» **TASK OBJECTIVE**
Recast every line of the listing below as a JSON list of strings, one string per line, with blank lines skipped. Leave the pictures out.

----------

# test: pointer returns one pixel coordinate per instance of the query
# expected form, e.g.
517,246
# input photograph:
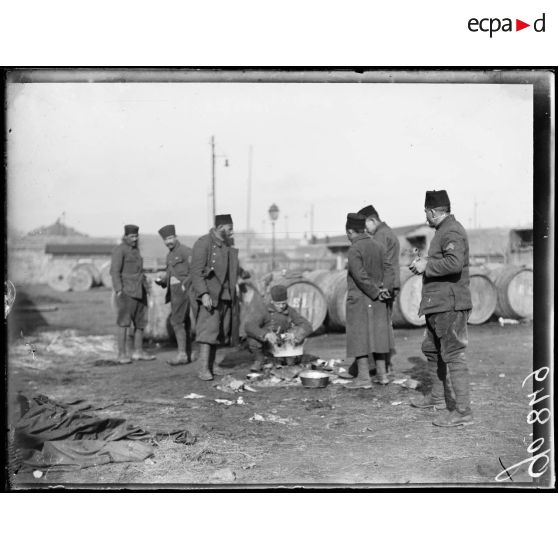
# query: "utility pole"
213,211
311,222
249,202
476,220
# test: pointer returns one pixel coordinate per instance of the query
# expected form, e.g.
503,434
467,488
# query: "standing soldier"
367,316
446,303
177,281
383,234
215,271
130,286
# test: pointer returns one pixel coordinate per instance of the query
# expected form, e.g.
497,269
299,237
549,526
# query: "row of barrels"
504,291
69,276
320,296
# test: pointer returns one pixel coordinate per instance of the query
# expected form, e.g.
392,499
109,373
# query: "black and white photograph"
275,278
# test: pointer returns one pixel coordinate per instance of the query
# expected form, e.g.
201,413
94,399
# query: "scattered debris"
269,417
224,401
208,457
229,384
407,382
223,475
287,372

----------

» **EXERCISE OUTPUT**
[
  "# test: pointer returns one pixel coordinate per instance of the query",
  "# expected form, e.g.",
  "517,246",
  "# input photograph:",
  "# query: \"utility pole\"",
  "213,211",
  "311,222",
  "249,202",
  "476,220",
  "# test: pointer returns one pixel coordinate per instance of the query",
  "# expected form, e.g.",
  "503,434",
  "467,488",
  "# query: \"standing soldier\"",
  "367,316",
  "446,303",
  "177,281",
  "383,234",
  "215,271",
  "130,286",
  "# test: pointer returns one pixel coordinate per instance of the query",
  "# expected form, e.g.",
  "497,269",
  "299,237",
  "549,526",
  "# query: \"row of barrels\"",
  "504,291",
  "69,276",
  "320,296",
  "# test: pointer returns one pixel coordinate per instance of the query",
  "# expected form, e.g.",
  "392,499",
  "109,373",
  "# query: \"black and white photograph\"",
  "275,278",
  "# test: pointer returns one pixel coordinate per instance of the query",
  "# expected form, e.g.",
  "201,413",
  "94,399",
  "# query: \"scattered debris\"",
  "269,417",
  "224,401",
  "208,457",
  "229,384",
  "407,382",
  "223,475",
  "287,372"
]